DOCUMENT SECTION Start Marker
Talaga, Maskalyk make the shortlist for RBC Taylor book prize
Posted January 10, 2018 11:26 am.
Last Updated January 10, 2018 12:00 pm.
This article is more than 5 years old.
TORONTO – Non-fiction books about life as an ER doctor and indigenous teens who died in and near Thunder Bay, Ont., are among the titles shortlisted for the RBC Taylor Prize.
A three-member jury announced five finalists for the $30,000 award, to be handed out Feb. 26 in Toronto.
James Maskalyk’s “Life on the Ground Floor: Letters from the Edge of Emergency Medicine” (Doubleday Canada) contrasts medicine as practised in a world-class Toronto hospital to the bare bones clinics in Sudan and Ethiopia.
Meanwhile, Tanya Talaga’s “Seven Fallen Feathers: Racism, Death, and Hard Truths in a Northern City” (House of Anansi Press) traces the lives and deaths of several teens in northern Ontario.
Other books in the running include: Max Wallace’s look at the final days of the Second World War, “In the Name of Humanity” (Allen Lane Canada); and Daniel Coleman’s exploration of the Niagara Escarpment, “Yardwork: A Biography of an Urban Place” (Wolsak and Wynn).
DOCUMENT SECTION End Marker
→ WHAT TO DO
Please extend the news story on the RBC Taylor Prize shortlist, beginning right after its final sentence. None of the items are needed for this.
SOURCE DATA Start Marker
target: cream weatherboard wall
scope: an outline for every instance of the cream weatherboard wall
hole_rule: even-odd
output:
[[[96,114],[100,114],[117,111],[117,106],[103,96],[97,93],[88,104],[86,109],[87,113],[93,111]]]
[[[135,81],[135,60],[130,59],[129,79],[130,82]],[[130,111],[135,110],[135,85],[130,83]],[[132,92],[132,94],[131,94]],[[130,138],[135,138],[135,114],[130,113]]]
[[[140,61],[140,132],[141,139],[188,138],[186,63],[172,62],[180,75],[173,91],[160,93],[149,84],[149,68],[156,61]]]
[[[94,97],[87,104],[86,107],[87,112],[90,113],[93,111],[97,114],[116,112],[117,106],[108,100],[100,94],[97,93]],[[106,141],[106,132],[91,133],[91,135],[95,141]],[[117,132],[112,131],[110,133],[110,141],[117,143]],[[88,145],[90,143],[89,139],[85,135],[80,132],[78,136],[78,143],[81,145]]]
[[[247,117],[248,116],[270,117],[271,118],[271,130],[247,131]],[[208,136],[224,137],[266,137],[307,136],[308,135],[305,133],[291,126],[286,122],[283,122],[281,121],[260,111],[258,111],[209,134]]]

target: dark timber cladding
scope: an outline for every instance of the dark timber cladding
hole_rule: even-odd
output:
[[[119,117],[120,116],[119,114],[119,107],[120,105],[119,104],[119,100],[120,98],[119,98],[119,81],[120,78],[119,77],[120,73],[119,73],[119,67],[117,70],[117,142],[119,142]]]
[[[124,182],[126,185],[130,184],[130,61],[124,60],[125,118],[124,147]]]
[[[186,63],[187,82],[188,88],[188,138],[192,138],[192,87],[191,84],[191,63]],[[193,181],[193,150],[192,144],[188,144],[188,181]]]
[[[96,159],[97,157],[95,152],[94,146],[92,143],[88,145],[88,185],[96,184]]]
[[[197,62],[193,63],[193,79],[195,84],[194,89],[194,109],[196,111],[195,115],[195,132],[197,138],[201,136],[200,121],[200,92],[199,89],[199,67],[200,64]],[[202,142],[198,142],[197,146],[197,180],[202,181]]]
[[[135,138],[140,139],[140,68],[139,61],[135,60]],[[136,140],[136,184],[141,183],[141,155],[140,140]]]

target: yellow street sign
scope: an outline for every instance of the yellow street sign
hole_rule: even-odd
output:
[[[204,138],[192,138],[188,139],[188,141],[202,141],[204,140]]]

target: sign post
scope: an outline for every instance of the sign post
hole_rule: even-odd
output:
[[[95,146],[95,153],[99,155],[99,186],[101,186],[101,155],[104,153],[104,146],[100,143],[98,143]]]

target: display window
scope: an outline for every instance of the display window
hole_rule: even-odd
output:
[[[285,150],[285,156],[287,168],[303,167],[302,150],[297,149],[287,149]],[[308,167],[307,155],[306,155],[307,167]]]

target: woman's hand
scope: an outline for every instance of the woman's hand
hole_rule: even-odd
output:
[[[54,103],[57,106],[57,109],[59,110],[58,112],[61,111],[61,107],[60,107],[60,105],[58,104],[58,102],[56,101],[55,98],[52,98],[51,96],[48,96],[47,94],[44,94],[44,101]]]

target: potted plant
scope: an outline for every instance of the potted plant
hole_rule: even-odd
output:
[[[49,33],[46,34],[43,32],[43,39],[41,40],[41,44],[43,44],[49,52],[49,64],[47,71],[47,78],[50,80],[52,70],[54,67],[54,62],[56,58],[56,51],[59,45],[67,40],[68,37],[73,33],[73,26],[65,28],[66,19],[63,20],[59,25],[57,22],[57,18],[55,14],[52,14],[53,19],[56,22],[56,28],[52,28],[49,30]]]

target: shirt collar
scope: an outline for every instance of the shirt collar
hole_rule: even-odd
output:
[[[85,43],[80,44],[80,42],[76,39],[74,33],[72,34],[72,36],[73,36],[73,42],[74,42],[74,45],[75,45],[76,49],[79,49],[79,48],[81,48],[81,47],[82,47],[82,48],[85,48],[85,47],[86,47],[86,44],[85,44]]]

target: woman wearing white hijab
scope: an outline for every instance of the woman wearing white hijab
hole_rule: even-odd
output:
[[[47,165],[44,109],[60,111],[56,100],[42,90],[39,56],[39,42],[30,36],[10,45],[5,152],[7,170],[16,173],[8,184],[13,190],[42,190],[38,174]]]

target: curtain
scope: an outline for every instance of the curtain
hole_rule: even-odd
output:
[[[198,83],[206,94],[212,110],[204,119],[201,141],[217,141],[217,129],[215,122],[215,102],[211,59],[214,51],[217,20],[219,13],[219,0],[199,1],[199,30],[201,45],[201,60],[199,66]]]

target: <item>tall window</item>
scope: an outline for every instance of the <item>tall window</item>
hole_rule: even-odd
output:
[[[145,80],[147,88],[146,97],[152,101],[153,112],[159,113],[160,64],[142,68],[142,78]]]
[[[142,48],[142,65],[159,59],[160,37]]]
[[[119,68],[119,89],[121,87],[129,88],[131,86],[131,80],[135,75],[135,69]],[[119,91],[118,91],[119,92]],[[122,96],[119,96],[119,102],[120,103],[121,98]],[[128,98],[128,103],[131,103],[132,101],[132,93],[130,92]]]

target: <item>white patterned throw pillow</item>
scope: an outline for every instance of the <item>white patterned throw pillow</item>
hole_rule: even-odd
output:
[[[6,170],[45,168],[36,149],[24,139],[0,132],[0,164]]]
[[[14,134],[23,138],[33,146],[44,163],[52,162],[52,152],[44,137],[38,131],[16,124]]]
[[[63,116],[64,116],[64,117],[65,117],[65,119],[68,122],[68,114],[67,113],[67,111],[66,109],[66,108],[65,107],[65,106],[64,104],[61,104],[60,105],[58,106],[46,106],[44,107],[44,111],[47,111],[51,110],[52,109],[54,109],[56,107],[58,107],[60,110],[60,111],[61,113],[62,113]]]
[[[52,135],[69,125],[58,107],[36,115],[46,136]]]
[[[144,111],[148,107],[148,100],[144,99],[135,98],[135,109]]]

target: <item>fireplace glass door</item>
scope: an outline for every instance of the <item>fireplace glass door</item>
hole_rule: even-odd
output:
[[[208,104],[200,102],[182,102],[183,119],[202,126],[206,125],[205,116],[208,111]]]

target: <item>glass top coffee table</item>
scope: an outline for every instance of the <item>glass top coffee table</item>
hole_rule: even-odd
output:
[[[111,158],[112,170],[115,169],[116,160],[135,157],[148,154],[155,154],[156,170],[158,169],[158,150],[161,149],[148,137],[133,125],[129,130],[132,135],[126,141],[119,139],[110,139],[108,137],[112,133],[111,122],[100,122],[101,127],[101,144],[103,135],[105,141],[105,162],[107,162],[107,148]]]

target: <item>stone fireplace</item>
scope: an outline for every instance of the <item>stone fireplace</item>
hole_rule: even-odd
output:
SOURCE DATA End Marker
→ EXERCISE OUTPUT
Also making the cut is Stephen R. Bown’s “Island of the Blue Foxes: Disaster and Triumph on Bering’s Great Voyage to Alaska” (Douglas & McIntyre), about the explorers sent across Russia by Peter the Great to seek a route to North America.
In addition to the winner’s prize, the runners-up will each receive $5,000.
The winner also gets to award a $10,000 emerging writers prize to an author of their choosing. That prize will be handed out shortly after the winner is named.
A jury including Christine Elliott, Anne Giardini, and James Polk evaluated 153 non-fiction Canadian written books submitted by 110 Canadian and international publishers.
The RBC Taylor Prize was set up in 1993 to honour journalist Charles Taylor.